## Text passage
3 Mass. App. Ct. 114 | Mass. App. Ct. | 1975

Hale, C. J.

The building inspector of the town of Fal-mouth (building inspector) brought a bill in equity which sought to enjoin the trustees of the Foster Real Estate Trust (trustees) from further construction on four lots of land in the town of Falmouth (town) and to require the removal of structures already built thereon and the restoration of the lots to their condition prior to the commencement of construction. The trustees in turn brought a bill for declaratory relief (naming the building inspector and the town as defendants) which in substance sought a determination of the right of the trustees to build on the four lots.

The cases were tried together before a Superior Court judge, who entered findings, rulings and orders for decrees. He later adopted the findings as his report of material facts. *116The trustees appealed from a final decree enjoining further construction on the four lots and ordering the removal of the structures erected thereon, and from a final decree dismissing the bill for declaratory relief.

We summarize the facts found by the trial judge and certain additional facts not so found but which we glean from the evidence.2 The four lots originally comprised a single parcel which the trustees acquired from a corporation on November 5, 1970. The parcel consisted of 82,912 square feet of land upon which were a dwelling and a second building which had been converted from a garage into a two-room cottage. The parcel was and is in an area zoned as a “single residence district.”

For a period of about twenty years prior to its acquisition by the trustees, the dwelling had been used by the occupants as a boarding or lodging house during summer seasons. There were about ten bedrooms in the main house. The prior owner operated the dwelling under an innholder’s license. On March 13, 1971, the main building was totally destroyed by fire. The cottage remained as the only structure on the land. On June 1, 1971, an innholder’s license was issued to one of the trustees.

On October 19, 1971, the trustees applied for and obtained a permit to build a single family, two-story dwelling, seventy-five by thirty-four feet in size. No building or plot plans were submitted with the application.

## The request
Can you continue the court opinion on the Falmouth building dispute from where it stops?

## Data shown
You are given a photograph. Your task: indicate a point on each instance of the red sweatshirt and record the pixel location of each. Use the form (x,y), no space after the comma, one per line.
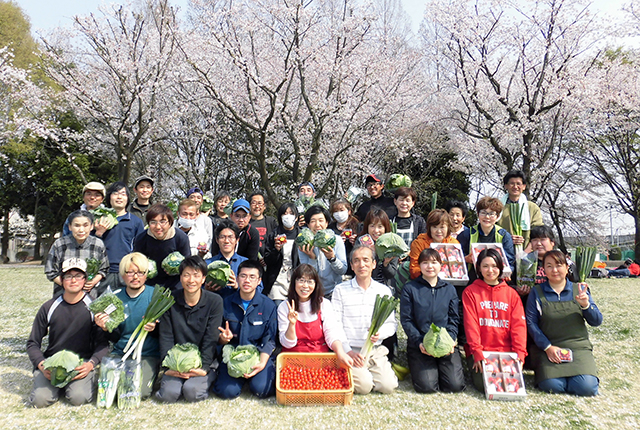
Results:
(494,319)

## Written reply
On December 7, 1971, a subdivision plan, under which the parcel would be divided into four lots (numbered one through four, inclusive) was submitted to the planning board, which endorsed thereon “approval under the Subdivision Control Law not required.” A sketch of lot 4 was then appended to the filed application upon which the building permit had already been issued. On January 10, 1972, in response to an inquiry by one of the trustees, the building inspector informed the trustees that an inn could not be constructed on the land without the approval of the *118board of appeals3 and that no building permit could be issued authorizing the building of an inn.

*117

*118Subsequently building permits were issued authorizing construction of one-family dwellings on lots 1 and 3, and sewer permits were issued for lots 1, 2, and 3. No application for a building permit was ever made for lot 2, and no building permit was issued.

Foundations were poured on each of the four lots during March, 1972. On or about March 27, 1972, construction began on the building above the foundation on lot 4.4 On April 18,1972, the building inspector issued an order directing that all work on all four lots stop immediately. At the time that the work was stopped the building on lot 4 was fully framed and boarded in, and the roof was covered with plywood. Following a conference with town officials, the trustees were allowed to “close in’,’ the building to protect it from the weather. The trustees “closed in” the building by completing two decks or porches extending all around the building at each floor level, extending the roof to cover the upper deck, installing windows and twenty sliding glass doors, shingling the roof and side walls, and performing other exterior finish work.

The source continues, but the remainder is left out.